--- Start Recorded information ---

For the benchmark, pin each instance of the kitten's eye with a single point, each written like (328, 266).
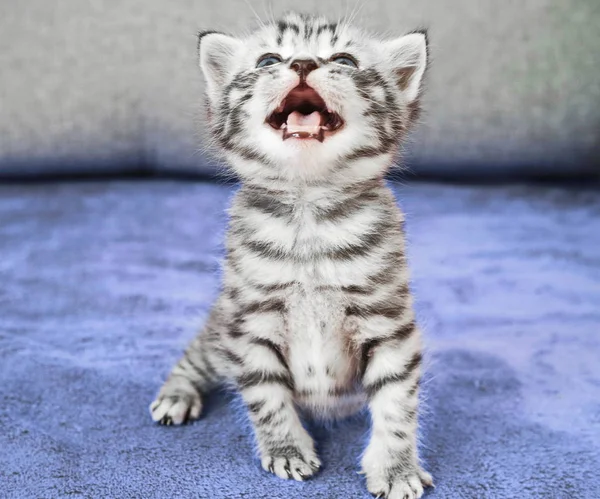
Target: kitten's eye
(345, 60)
(268, 60)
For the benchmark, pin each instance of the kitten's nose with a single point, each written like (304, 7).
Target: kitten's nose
(303, 67)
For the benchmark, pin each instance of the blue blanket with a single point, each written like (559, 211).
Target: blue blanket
(103, 284)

--- End Recorded information ---

All preceding records should be duplicated verbatim, images excepted.

▶ **Correct answer**
For the benchmark, pin each instance of the kitten's eye with a single point, each written like (328, 266).
Target: kitten's eye
(345, 60)
(268, 60)
For the benchmark, pin each instance of the kitten's nose with a single point, each written like (304, 7).
Target: kitten's nose
(303, 67)
For the benchmark, pin each instance of the blue blanket with a single point, each written like (559, 211).
Target: blue blanket
(103, 284)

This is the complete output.